**TASK OBJECTIVE**
Write out every entry below verbatim, omitting the pictures.
..............................
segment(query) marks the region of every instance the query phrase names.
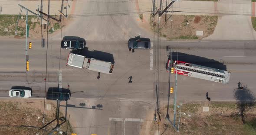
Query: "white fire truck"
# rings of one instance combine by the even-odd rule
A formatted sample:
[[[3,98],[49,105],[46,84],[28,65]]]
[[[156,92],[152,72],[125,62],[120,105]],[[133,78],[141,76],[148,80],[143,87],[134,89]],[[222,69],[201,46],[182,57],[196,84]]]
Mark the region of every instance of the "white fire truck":
[[[114,64],[110,62],[88,58],[71,53],[69,55],[66,65],[108,74],[112,74],[114,68]]]
[[[167,72],[224,84],[228,84],[230,74],[227,71],[184,61],[168,61]]]

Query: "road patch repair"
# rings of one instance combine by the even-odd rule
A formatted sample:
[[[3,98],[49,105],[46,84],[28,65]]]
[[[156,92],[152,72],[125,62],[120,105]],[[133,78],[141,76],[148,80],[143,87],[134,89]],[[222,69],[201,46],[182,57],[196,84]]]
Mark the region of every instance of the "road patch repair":
[[[27,74],[26,72],[1,72],[0,81],[27,81]]]
[[[154,27],[158,27],[158,16],[156,16],[151,18],[152,31]],[[201,39],[213,33],[218,16],[167,14],[166,21],[165,19],[164,16],[160,18],[159,32],[161,36],[167,39]]]
[[[167,106],[160,108],[159,112],[161,121],[145,121],[142,124],[140,135],[155,135],[159,131],[159,135],[255,135],[256,132],[256,106],[245,112],[245,124],[242,122],[240,111],[235,102],[200,101],[183,103],[177,107],[176,127],[178,127],[181,114],[179,132],[175,132],[172,125],[165,119]],[[173,123],[174,106],[170,105],[169,116]],[[148,113],[147,119],[153,117],[154,112]],[[158,126],[157,122],[158,122]],[[150,128],[146,128],[147,122]],[[147,133],[146,130],[151,129]]]

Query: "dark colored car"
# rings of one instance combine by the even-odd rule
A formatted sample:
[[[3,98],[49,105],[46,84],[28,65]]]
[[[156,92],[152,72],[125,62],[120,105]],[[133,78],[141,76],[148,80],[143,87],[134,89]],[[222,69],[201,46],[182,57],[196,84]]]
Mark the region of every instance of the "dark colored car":
[[[62,40],[60,45],[62,48],[69,50],[82,50],[85,46],[83,41],[77,40]]]
[[[128,41],[129,49],[150,48],[150,40],[146,38],[132,38]]]
[[[69,100],[71,96],[70,90],[64,88],[50,87],[46,93],[46,100]]]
..............................
**REPLY TO THE EXERCISE**
segment(query) marks the region of every instance the query phrase names.
Query: "white fire truck"
# rings of one instance combine by the even-odd rule
A formatted sample:
[[[3,98],[49,105],[46,84],[28,65]]]
[[[156,92],[152,72],[125,62],[120,105]],[[133,78],[141,76],[148,80],[143,87],[134,89]],[[222,69],[201,46],[182,57],[196,84]]]
Mark the region of every instance of the "white fire truck":
[[[114,64],[110,62],[88,58],[71,53],[69,55],[66,65],[108,74],[112,74],[114,68]]]
[[[167,72],[224,84],[228,84],[230,74],[227,71],[184,61],[168,61]]]

Query: "road patch repair"
# rings of one instance combine by the even-odd rule
A formatted sample:
[[[3,98],[49,105],[46,84],[28,65]]]
[[[156,92],[152,72],[125,62],[120,105]],[[133,78],[141,76],[148,80],[143,87],[134,89]],[[222,69],[201,46],[182,57],[196,84]]]
Mark the region of every instance of the "road patch repair":
[[[27,74],[26,72],[1,72],[0,81],[27,81]]]
[[[154,27],[158,27],[158,16],[156,16],[151,18],[152,31]],[[201,39],[213,33],[218,16],[167,14],[166,21],[165,19],[164,16],[160,18],[159,32],[161,36],[167,39]]]
[[[167,106],[160,108],[159,112],[161,121],[145,121],[142,124],[140,135],[155,135],[159,131],[159,135],[255,135],[256,132],[256,106],[245,112],[245,124],[242,122],[240,111],[235,102],[200,101],[183,103],[177,107],[176,127],[178,127],[181,114],[179,132],[175,132],[172,125],[165,119]],[[173,123],[174,106],[170,105],[169,116]],[[148,113],[147,119],[153,117],[154,112]],[[158,126],[157,122],[158,122]],[[150,128],[146,128],[147,122]],[[147,133],[146,130],[151,129]]]

Query: "dark colored car"
# rings of one instance combine by the even-odd rule
A formatted sample:
[[[3,98],[49,105],[46,84],[28,65]]]
[[[156,92],[152,72],[125,62],[120,105]],[[133,78],[141,76],[148,80],[143,87],[134,89]],[[222,69],[201,46],[182,57],[196,84]]]
Mark the region of every instance of the "dark colored car":
[[[62,40],[60,45],[62,48],[69,50],[82,50],[85,46],[83,41],[77,40]]]
[[[128,41],[129,49],[150,48],[150,40],[146,38],[132,38]]]
[[[69,100],[71,96],[70,90],[64,88],[50,87],[46,93],[46,100]]]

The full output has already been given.